PROBLEM STATEMENT → Reproduce the lines from the one containing "Can you locate the wave" through the one containing "0;114;577;501", requests included, scaling every bounding box coordinate in the answers by 1.6 and rounding to whole numbers, with halves rounded up. Keep the requests and their sample coordinates unchanged, and give only these lines.

EXTRACTED MATERIAL →

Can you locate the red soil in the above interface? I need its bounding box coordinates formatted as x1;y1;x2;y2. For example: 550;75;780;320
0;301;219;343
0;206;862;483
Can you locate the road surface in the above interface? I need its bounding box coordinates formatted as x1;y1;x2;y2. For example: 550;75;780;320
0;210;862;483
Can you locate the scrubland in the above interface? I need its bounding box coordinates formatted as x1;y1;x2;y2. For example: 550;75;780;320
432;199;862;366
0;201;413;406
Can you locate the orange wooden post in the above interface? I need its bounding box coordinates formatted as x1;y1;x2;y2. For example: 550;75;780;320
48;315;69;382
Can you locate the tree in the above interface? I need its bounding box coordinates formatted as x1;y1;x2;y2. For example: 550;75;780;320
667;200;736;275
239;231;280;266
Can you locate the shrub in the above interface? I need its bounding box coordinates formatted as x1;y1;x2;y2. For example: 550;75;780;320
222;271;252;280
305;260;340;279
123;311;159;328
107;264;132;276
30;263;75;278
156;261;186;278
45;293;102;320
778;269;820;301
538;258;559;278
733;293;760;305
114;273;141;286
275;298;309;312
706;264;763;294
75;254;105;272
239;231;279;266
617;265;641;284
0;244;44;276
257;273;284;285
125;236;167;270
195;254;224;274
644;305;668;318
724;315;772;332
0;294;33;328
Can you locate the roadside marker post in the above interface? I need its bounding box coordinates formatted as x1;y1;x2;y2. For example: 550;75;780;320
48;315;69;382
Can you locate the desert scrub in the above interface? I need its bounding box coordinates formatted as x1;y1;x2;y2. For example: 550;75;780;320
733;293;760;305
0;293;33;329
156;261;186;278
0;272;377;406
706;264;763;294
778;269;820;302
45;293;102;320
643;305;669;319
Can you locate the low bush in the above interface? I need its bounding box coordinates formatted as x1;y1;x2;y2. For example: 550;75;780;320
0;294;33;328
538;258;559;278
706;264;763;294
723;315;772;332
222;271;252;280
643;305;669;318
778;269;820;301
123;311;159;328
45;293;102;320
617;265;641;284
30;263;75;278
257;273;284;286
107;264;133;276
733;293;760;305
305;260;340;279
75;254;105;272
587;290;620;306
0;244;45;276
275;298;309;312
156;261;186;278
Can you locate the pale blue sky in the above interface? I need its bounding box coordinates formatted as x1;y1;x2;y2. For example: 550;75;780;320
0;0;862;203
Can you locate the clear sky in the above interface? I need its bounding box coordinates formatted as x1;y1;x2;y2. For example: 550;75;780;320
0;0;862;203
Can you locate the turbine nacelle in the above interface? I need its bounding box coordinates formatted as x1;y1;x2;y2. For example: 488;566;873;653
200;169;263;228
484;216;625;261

==

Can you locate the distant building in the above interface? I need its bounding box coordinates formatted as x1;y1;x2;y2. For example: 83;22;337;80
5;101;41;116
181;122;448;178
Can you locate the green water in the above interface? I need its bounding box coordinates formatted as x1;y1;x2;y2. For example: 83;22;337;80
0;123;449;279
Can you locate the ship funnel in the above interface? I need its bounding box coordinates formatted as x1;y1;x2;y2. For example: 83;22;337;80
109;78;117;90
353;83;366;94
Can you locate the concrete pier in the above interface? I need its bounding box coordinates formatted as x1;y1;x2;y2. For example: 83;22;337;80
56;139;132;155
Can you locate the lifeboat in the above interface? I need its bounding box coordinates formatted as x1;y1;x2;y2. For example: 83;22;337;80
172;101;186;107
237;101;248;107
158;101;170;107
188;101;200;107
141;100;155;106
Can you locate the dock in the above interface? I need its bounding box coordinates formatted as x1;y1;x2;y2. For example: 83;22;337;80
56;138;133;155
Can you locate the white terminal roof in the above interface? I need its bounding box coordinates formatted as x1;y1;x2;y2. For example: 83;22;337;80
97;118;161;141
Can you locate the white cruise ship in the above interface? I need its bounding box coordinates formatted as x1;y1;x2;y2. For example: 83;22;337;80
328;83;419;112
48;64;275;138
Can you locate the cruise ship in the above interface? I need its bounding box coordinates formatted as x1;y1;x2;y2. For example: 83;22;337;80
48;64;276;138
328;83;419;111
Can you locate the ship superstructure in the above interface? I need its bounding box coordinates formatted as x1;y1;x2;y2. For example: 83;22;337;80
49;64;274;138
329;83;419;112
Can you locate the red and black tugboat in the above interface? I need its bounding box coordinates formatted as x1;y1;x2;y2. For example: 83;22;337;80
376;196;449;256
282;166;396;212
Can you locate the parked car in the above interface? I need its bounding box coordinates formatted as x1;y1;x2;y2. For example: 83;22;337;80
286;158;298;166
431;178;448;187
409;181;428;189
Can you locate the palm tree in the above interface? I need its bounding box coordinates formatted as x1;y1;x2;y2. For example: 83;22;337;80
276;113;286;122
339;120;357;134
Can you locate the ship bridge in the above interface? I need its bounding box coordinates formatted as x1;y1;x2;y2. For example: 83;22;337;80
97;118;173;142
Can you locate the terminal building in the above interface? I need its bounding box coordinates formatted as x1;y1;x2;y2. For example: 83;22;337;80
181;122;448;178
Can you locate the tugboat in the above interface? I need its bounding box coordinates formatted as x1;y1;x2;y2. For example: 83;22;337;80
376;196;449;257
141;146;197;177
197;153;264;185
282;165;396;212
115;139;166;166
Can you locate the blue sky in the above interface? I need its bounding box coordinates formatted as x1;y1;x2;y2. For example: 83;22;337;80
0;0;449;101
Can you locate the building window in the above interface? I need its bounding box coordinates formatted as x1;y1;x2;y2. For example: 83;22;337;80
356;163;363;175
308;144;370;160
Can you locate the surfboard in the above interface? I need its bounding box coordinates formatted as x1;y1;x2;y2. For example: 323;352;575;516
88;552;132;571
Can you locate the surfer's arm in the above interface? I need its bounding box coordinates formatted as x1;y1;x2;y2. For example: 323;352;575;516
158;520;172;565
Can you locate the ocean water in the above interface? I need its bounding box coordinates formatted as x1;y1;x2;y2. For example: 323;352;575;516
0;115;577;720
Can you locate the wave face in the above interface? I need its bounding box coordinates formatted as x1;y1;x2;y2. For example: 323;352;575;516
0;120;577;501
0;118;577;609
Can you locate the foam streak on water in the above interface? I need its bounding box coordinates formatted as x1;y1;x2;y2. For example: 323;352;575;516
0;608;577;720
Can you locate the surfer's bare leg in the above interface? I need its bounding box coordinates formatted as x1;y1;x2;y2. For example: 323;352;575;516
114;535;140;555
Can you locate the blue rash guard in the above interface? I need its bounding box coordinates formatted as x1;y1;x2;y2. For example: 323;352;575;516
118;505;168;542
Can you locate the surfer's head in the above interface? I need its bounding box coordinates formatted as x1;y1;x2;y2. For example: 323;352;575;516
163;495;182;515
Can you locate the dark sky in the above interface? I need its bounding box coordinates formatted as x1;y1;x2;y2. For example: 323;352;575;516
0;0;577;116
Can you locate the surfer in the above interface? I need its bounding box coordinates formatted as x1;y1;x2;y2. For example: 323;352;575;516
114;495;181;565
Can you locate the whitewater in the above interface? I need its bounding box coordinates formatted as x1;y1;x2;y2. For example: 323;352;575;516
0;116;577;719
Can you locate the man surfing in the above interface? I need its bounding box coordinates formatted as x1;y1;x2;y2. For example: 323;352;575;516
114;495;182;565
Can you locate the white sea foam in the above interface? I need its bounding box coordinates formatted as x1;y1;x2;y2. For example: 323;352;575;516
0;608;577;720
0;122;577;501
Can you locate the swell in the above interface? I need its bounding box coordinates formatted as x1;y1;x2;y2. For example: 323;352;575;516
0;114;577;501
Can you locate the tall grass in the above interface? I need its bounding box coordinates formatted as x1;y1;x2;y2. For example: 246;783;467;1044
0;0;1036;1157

* * *

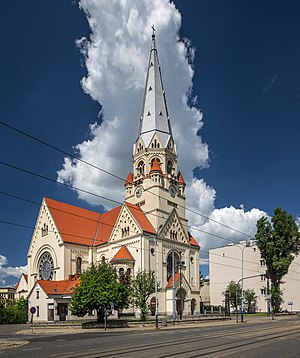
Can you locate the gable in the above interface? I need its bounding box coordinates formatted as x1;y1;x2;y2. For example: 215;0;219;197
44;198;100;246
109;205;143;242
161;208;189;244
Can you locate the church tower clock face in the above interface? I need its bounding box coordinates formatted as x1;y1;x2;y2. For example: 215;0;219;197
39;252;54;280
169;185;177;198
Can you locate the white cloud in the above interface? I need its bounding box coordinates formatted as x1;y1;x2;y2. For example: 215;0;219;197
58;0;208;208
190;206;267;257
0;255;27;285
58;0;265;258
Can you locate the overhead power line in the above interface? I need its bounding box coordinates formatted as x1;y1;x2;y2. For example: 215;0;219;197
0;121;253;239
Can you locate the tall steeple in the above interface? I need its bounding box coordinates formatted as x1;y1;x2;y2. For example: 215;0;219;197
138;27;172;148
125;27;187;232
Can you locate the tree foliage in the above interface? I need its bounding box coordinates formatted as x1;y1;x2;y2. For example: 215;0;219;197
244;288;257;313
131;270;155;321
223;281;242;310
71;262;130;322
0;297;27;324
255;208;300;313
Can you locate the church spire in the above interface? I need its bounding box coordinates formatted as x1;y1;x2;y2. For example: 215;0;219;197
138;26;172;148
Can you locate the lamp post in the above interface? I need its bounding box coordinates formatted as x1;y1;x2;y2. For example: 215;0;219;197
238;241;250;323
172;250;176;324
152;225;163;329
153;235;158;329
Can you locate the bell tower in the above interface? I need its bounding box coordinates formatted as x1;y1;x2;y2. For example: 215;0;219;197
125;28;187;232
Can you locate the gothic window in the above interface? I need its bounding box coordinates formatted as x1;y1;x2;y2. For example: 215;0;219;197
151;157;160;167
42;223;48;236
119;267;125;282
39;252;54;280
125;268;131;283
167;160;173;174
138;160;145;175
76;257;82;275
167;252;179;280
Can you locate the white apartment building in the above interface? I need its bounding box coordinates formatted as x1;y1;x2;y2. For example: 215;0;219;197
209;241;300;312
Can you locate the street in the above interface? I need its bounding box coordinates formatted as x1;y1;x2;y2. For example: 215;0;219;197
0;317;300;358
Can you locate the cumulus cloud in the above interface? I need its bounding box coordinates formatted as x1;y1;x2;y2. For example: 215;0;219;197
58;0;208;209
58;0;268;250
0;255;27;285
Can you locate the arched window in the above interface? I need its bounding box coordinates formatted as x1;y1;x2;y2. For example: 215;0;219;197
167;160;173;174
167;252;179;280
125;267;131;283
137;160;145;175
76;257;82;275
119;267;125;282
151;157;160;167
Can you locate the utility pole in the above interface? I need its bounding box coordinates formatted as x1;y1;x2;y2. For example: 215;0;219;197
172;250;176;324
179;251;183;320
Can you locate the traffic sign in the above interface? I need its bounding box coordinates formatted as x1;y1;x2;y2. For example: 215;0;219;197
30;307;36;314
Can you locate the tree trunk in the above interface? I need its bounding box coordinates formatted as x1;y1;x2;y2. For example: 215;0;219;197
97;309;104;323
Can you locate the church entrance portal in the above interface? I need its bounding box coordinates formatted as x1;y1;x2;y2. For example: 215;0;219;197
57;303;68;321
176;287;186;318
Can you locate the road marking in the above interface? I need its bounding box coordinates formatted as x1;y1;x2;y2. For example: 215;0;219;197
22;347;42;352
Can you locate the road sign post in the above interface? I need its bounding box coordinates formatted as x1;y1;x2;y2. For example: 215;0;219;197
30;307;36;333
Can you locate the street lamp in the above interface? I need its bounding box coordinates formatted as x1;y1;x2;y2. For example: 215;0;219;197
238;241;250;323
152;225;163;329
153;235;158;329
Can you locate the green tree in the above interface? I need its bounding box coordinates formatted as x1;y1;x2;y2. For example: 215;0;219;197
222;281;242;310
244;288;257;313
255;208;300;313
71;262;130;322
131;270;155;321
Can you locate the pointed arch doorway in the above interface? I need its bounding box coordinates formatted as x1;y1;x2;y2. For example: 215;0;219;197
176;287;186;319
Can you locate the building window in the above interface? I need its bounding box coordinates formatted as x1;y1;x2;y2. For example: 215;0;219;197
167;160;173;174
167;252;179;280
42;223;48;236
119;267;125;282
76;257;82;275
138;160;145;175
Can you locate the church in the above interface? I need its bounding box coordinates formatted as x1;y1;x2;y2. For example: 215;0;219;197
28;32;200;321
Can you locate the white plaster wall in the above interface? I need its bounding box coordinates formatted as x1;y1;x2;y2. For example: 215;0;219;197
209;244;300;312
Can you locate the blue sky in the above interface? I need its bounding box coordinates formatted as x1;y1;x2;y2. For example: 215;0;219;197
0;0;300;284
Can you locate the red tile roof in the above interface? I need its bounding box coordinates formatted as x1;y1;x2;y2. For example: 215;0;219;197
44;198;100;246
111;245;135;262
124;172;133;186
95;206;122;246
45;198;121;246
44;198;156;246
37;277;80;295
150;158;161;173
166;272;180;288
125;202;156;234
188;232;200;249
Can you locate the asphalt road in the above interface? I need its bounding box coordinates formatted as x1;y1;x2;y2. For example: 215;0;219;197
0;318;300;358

SOLVED PROBLEM →
Can you locate the wave face in the above interface? I need its bounding box coordinates formatted as x1;y1;x2;y2. For example: 323;352;575;516
0;192;923;802
0;189;923;974
Can you locate the foam streak on water in the above interface? I need its bounding box coordinates formatted as x1;y1;x2;y2. For example: 323;352;575;516
0;973;923;1152
Can you locate the surfer's bare leg in the above interface? I need its bounding box coordinates formatted as x1;y1;x2;y2. For example: 323;352;575;516
182;856;224;888
Can you locate the blue rash guard in the above interface? I need its bounding box coordinates formatted as x1;y1;x2;y2. For example: 323;352;575;516
189;808;269;867
Can you locate the surfer's head in the above interface? I need its bounding box coordinates formatted as x1;y1;x2;y2. For example: 323;352;575;516
261;792;291;824
Can you locate the dark sky in the above interface? I need its bounding box coordinates formatted as x1;y1;x2;y2. For example: 323;352;575;516
0;0;923;186
Can you locate the surfer in the above interface? I need its bounding box coordinates formatted as x1;y1;x2;y2. For example: 323;352;575;516
182;792;290;904
Can you locate the whitewater in the above interface? I need its bounding box coordinates formatted as x1;y1;x2;y2. For example: 323;352;575;516
0;186;923;1150
Can you locate the man surfing in the above interface? I need its bounding box coordinates formatted as x1;y1;x2;y2. For example: 323;352;575;516
182;792;291;904
Can you locate the white sea foam in the above interface? I need its bounding box coordinates formatted as x1;y1;x2;y2. For example: 323;352;575;516
0;973;923;1152
0;195;923;802
Can you locate the swell in the above interface? I need its bounding box coordinates formatted as x1;y1;x2;y2. For example: 323;352;575;516
0;182;923;802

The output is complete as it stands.